Records provided>
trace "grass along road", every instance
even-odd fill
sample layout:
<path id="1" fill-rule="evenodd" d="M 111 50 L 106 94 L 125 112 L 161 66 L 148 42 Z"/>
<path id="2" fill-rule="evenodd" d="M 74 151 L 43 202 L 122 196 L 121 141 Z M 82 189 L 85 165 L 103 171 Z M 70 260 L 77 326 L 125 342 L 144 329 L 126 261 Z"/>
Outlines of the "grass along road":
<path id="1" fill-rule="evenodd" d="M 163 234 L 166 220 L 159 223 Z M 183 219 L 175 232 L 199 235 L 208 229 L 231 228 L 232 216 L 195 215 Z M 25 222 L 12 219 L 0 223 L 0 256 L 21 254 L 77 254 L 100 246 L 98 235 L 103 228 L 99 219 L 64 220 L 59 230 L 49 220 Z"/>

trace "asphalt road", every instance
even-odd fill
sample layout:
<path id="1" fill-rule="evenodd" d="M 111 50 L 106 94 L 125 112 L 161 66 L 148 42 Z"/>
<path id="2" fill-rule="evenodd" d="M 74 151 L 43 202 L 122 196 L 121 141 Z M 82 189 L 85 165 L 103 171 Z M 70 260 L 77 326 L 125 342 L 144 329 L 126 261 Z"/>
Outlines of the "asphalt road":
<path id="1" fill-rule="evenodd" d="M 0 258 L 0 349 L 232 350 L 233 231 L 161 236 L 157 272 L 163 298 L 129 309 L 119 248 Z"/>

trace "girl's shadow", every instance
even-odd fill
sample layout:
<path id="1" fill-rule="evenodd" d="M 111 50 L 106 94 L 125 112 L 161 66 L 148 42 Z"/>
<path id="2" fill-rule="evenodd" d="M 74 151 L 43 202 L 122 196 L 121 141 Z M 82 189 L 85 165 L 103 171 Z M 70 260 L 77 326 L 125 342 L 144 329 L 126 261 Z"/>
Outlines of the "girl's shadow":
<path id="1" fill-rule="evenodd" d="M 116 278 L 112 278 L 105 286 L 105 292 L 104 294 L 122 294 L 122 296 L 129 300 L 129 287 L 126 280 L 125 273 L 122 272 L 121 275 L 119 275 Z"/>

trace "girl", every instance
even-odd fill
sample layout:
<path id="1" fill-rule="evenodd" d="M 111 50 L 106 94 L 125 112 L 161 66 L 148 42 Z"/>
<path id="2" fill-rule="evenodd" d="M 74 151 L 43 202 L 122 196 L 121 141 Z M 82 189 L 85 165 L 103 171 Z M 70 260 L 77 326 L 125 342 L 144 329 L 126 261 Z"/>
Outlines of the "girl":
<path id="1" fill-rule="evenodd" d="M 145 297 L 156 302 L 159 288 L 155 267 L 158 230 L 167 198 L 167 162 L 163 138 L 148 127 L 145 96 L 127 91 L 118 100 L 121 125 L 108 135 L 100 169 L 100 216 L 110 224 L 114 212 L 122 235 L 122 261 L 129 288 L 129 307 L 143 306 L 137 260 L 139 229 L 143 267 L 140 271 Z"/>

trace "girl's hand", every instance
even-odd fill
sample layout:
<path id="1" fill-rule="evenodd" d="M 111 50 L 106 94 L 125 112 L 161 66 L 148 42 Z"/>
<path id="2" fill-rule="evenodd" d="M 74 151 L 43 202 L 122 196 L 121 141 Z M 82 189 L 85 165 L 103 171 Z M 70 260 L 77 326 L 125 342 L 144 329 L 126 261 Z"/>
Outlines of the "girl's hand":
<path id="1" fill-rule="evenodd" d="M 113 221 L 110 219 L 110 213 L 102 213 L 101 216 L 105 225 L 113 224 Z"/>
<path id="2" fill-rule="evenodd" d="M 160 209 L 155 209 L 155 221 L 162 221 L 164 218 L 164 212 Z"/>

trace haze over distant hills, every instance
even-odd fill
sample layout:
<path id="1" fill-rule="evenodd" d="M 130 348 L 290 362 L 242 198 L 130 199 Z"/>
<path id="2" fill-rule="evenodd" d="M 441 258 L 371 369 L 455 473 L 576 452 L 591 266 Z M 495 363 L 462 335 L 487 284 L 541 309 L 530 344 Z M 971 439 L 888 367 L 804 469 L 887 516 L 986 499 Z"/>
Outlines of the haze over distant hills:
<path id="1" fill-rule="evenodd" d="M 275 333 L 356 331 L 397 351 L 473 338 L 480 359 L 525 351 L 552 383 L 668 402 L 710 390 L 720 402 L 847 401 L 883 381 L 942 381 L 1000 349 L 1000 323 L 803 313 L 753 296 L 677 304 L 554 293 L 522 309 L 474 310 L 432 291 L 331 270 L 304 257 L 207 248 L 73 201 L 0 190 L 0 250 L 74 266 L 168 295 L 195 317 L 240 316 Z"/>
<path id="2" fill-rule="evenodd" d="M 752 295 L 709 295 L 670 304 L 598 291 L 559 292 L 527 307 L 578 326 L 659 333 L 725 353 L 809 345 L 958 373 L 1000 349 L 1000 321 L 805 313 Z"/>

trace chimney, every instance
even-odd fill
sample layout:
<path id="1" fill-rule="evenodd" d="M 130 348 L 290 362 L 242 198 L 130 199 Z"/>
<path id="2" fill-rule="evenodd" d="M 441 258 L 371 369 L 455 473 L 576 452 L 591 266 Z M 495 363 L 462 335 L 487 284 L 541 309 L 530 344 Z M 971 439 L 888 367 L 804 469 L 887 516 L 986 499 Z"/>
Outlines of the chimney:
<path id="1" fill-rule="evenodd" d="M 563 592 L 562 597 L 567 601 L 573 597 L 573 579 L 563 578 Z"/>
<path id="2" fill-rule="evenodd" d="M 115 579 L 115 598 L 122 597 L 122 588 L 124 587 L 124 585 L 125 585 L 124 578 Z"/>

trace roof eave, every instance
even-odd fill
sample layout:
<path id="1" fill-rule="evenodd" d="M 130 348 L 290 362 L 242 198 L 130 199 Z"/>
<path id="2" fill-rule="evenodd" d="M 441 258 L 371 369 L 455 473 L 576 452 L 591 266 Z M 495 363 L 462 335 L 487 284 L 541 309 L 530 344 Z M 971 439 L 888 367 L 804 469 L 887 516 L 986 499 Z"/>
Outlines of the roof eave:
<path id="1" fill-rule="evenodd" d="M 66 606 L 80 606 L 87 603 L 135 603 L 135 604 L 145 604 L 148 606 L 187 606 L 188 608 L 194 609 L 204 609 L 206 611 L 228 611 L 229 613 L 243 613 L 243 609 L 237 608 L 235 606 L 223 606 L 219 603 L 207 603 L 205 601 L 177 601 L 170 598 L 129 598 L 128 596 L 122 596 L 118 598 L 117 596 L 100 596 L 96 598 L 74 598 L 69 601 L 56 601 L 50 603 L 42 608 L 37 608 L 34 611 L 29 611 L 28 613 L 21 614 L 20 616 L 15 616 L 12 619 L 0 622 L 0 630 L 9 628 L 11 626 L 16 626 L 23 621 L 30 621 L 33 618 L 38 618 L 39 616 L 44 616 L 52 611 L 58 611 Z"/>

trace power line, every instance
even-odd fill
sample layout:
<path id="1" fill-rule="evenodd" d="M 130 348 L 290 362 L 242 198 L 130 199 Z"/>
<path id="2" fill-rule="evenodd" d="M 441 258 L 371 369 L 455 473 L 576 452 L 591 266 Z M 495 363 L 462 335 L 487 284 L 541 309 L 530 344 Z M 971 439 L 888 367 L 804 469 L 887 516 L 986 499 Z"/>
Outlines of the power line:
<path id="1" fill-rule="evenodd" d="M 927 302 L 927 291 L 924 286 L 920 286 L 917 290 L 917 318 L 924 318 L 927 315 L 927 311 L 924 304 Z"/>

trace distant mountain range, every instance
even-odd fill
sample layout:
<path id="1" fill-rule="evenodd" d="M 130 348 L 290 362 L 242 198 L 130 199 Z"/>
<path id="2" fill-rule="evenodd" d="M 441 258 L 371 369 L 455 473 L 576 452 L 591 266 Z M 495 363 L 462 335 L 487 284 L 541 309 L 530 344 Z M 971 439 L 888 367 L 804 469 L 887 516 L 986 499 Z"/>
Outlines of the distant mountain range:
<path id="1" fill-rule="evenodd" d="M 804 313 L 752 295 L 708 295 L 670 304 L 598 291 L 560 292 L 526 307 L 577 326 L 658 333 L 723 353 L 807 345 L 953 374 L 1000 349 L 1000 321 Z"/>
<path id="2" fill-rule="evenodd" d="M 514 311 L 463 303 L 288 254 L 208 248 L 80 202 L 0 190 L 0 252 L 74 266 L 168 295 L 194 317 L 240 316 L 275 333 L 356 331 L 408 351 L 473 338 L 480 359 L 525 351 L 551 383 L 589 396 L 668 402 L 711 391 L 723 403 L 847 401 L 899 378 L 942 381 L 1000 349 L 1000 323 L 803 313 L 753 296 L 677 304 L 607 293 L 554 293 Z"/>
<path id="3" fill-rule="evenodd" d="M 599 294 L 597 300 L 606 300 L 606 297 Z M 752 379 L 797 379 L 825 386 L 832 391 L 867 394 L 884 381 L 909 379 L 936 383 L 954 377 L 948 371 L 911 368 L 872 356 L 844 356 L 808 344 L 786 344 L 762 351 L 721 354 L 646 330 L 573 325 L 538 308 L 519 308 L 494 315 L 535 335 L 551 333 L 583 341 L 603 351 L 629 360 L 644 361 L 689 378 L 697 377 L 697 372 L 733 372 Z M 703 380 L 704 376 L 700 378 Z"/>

Work instruction> Line count for the word "every": tally the lines of the records above that hold it and give only that figure.

Reply to the exercise> 10